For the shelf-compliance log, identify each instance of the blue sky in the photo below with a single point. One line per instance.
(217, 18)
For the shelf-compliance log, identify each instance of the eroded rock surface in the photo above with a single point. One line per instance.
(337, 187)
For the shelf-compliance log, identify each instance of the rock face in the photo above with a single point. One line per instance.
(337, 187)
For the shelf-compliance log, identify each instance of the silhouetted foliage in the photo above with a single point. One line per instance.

------------------------------------------------------------------------

* **The problem**:
Please recast the records above as a Markdown table with the columns "Row" and "Record", giving each line its own numbered row and leaving out blank lines.

* **Output below**:
| Row | Record |
|---|---|
| 1 | For the shelf-compliance log, identify each instance of the blue sky in the photo below with a single point. One line per instance. |
| 2 | (217, 18) |
| 3 | For the shelf-compliance log, identify each instance of the eroded rock surface in the photo above with a single point. One line per instance. |
| 4 | (337, 187) |
| 5 | For the shelf-compliance log, identify each instance of the rock face in the photo above with a single point. One line per instance. |
| 6 | (337, 187) |
| 7 | For the shelf-compliance log, identify each instance of the silhouetted foliage in the photo above with a single point. One line per instance. |